Exercise task »
Quote the entries that follow exactly, leaving none out.

— Begin Provided information —

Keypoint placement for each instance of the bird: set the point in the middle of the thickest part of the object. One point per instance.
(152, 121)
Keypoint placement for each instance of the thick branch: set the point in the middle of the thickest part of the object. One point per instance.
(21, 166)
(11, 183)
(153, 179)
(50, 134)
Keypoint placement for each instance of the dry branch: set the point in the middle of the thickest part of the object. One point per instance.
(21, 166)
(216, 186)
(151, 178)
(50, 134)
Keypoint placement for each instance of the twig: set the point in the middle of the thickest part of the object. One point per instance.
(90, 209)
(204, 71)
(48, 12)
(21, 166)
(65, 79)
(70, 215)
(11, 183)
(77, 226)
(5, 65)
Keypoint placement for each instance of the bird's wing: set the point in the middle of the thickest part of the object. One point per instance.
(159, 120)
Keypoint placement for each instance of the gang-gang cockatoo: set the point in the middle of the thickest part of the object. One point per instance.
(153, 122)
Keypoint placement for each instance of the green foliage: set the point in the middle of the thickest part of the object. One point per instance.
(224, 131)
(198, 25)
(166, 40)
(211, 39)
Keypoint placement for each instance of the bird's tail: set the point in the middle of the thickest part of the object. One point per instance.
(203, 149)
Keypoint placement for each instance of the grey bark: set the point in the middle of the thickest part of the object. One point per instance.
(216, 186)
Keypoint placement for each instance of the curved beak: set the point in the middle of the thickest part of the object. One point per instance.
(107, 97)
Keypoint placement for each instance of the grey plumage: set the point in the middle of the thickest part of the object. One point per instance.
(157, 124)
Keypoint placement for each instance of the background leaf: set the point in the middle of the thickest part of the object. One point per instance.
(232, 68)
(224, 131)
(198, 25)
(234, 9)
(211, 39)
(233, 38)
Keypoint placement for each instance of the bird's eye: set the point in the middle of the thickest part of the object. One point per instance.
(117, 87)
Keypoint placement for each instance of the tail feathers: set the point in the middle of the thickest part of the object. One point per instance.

— End Provided information —

The completed task »
Keypoint placement for each instance of the bird: set the point in the middle of the thickest part of the object. One point per instance.
(152, 121)
Keypoint placement for each instance of the thick branch: set the point in the middle of the thickest part of the object. One point per instance.
(21, 166)
(11, 183)
(153, 179)
(50, 134)
Keypoint placement for each instance of the dry branch: set the point in the middle of the thickest part of the object. One point per instance.
(21, 166)
(216, 186)
(151, 178)
(50, 134)
Keypoint placement for each instance of the twig: set the point in the middle of the thickest part of the object. One point per instance.
(90, 209)
(204, 71)
(48, 12)
(21, 166)
(65, 79)
(70, 215)
(11, 183)
(77, 226)
(5, 65)
Keypoint placement for each instance of the bird's wing: set the point in the middle of the thickest part of the object. One point per instance.
(159, 120)
Keypoint placement for each instance of the gang-gang cockatoo: set the point in the middle of the thickest part of the object. One point per instance.
(153, 122)
Keypoint placement for each instance of the green foliage: set the point in the middle of the thickest part of the object. One point per instance.
(224, 131)
(198, 25)
(166, 40)
(211, 39)
Keypoint placement for each instance of the bird's tail: set the point in the middle of the thickest part of the object. One point per instance.
(203, 149)
Keypoint placement for each instance of the grey bark: set the point in the middle of the thickest part of the object. One point per instance.
(216, 186)
Keypoint placement for each instance of the curved beak: set the point in the middle of the thickest part of the object. One point per instance.
(107, 97)
Keypoint placement for each instance of the grey plumage: set the point in the middle of the thickest part of the object. One point per instance.
(157, 124)
Keypoint placement for each instance of the background leaf: set the point in the middle of the thickest part of the object. One point per instance.
(232, 68)
(224, 131)
(198, 25)
(234, 9)
(211, 39)
(233, 38)
Keypoint placement for each instance of the bird's eye: set the point in the middle of the thickest part of the object. One point per instance.
(117, 87)
Keypoint placement for each instance of the tail feathers: set the point in the middle of the thickest part of the object. One point per instance.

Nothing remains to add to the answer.